== Assignment ==
Nothing outside the stretch is wanted. Repeat exactly the lines of the listing below from the one that contains "Target: military officer in green uniform" through the one that contains "Expected: one point per instance of the man in dark", both ends included.

┏━━

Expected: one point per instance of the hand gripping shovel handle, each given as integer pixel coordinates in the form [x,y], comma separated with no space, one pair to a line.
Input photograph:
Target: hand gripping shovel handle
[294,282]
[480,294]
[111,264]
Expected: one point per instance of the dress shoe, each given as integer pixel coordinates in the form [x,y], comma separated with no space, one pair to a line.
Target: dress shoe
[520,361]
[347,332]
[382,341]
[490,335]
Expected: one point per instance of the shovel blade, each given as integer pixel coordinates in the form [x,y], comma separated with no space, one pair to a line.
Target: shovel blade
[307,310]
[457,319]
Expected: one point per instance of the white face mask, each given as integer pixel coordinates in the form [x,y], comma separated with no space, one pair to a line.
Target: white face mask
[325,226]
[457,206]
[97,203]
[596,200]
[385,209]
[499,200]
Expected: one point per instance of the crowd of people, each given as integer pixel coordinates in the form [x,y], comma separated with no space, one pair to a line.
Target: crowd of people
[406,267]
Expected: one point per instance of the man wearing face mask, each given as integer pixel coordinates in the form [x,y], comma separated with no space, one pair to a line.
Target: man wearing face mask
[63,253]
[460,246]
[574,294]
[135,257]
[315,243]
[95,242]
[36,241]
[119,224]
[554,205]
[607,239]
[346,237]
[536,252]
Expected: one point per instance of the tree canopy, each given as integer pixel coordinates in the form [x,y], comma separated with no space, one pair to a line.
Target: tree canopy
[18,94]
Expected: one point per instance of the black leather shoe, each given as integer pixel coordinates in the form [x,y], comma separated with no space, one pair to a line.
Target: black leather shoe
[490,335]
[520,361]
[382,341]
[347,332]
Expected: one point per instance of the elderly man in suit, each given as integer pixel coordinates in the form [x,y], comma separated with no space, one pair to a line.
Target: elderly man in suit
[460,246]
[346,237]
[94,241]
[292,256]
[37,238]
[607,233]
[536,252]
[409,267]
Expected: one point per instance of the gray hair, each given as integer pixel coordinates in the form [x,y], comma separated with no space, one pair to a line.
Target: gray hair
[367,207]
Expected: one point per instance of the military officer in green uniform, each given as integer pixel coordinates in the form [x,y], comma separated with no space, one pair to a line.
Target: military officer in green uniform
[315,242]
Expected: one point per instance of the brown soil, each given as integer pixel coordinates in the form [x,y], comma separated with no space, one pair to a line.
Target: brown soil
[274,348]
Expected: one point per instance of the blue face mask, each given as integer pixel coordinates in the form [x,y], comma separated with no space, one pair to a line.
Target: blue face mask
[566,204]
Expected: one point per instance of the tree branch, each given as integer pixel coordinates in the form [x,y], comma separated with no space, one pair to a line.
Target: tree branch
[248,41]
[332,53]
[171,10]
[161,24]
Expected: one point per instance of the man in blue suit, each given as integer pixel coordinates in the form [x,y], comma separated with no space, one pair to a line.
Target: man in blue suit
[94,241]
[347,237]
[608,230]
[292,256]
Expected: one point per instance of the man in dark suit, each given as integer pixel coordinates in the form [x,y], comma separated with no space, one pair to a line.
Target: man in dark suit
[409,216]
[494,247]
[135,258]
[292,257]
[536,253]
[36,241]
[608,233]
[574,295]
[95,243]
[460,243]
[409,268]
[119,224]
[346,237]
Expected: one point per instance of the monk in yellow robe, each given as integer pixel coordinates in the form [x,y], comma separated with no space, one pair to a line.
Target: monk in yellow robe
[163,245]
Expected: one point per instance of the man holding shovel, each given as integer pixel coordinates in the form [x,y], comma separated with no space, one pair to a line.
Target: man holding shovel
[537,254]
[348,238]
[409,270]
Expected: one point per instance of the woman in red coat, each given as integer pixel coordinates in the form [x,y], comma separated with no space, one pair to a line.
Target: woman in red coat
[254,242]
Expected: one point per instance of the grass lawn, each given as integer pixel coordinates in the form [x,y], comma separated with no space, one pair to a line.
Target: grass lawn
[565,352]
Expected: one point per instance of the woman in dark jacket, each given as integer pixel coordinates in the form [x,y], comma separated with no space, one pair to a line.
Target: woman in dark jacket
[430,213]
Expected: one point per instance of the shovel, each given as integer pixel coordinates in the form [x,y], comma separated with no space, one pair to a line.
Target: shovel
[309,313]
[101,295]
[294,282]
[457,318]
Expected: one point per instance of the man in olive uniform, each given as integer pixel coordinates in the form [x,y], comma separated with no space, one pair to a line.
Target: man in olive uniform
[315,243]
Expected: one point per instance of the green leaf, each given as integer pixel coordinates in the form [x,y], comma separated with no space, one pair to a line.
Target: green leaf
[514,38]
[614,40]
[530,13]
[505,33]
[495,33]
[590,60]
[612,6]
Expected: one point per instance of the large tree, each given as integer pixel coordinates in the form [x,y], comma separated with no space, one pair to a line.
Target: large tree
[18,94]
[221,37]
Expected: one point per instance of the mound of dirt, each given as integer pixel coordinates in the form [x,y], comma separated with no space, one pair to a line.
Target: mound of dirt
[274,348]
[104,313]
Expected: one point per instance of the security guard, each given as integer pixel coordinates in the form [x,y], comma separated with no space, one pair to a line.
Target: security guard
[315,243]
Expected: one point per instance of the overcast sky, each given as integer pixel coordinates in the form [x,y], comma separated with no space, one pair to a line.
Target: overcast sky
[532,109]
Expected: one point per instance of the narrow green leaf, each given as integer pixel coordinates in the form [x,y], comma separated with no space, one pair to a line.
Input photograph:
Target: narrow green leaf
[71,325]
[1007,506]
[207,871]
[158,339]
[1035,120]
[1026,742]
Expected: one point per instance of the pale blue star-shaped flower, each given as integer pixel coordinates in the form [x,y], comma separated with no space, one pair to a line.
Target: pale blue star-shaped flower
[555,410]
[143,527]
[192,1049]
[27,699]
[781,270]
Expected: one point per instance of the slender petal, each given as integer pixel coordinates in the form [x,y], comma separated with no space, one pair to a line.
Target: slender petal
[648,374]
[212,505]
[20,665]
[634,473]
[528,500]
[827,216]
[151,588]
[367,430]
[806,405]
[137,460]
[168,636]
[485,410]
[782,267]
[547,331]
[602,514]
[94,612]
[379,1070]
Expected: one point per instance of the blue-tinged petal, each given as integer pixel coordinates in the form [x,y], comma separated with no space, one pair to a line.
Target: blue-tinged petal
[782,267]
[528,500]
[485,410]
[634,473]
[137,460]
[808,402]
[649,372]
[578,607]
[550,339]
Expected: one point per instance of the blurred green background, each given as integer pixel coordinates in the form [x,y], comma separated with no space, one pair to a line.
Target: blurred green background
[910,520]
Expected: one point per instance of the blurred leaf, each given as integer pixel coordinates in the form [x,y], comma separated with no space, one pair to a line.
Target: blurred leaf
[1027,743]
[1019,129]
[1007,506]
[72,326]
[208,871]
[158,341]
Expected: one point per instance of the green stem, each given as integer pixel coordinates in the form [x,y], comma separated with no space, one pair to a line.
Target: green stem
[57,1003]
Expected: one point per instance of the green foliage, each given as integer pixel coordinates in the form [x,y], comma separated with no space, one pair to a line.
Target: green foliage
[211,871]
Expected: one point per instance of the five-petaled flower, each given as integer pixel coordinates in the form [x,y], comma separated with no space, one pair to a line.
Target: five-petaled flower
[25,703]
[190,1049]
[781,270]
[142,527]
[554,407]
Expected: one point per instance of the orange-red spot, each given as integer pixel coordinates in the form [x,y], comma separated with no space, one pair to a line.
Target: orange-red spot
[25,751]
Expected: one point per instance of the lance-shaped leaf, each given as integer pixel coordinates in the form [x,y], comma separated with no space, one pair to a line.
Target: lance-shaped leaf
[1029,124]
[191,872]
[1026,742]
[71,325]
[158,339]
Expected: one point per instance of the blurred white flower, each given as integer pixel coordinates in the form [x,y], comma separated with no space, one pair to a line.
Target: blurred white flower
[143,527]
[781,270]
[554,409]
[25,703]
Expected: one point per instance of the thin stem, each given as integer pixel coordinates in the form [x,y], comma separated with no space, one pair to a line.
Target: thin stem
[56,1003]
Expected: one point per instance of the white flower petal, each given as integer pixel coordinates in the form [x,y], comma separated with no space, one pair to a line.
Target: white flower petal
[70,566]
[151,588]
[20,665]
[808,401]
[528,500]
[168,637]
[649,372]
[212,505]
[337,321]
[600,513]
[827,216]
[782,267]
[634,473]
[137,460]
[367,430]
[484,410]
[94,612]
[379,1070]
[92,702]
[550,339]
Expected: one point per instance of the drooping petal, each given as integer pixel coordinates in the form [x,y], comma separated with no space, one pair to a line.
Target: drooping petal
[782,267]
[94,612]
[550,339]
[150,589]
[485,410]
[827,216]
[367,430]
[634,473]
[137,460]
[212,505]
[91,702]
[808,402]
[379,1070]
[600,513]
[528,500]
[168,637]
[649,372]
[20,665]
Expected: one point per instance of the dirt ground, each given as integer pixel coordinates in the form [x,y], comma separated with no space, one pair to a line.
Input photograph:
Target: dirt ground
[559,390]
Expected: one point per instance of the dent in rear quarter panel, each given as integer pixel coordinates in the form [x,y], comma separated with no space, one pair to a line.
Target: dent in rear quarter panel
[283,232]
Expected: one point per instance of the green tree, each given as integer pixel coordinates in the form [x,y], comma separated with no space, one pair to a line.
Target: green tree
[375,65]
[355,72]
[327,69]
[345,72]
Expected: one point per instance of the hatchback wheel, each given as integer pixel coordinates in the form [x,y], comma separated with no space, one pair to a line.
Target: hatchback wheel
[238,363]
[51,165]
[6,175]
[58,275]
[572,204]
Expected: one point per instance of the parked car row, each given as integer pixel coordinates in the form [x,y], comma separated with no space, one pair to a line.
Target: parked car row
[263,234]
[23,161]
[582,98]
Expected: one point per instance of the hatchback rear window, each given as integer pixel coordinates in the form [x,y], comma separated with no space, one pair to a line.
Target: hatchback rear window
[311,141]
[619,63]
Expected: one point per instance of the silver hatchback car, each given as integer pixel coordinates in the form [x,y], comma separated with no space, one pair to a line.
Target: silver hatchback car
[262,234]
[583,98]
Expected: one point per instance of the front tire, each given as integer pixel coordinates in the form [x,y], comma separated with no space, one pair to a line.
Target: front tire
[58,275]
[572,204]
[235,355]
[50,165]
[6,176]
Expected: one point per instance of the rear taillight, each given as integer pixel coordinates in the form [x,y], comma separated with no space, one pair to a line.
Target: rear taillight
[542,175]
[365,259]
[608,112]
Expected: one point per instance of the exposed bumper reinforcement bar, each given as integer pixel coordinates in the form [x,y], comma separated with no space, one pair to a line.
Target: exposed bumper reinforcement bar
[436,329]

┗━━

== Written answer ==
Target: military officer in green uniform
[315,242]
Expected: one point per instance of the brown soil, each given as integer pixel coordinates in the form [x,y], comma separated with no space, one pair to a line.
Target: brown soil
[274,348]
Expected: one point per instance of the blue face mask, each given as integer pixel coordinates in the form [x,y], comma separated with no space, one pair to a line.
Target: blue face mask
[566,204]
Expected: one point per instance of the tree branch, each given as integer pixel coordinates in the form [x,y], comma separated with no space, one pair to a line.
Target: tree branch
[248,41]
[332,53]
[171,10]
[161,24]
Expected: one point per instance of the man in blue suit, each given as integer pixel coordinates in the form [x,y], comma separated with no space, one pair to a line.
Target: man in blue suit
[94,241]
[347,237]
[608,230]
[292,256]
Expected: one point per instance of the man in dark suit, each given as integer pixel coordinates in the form [x,y], comma separated with no space, one pair to a line.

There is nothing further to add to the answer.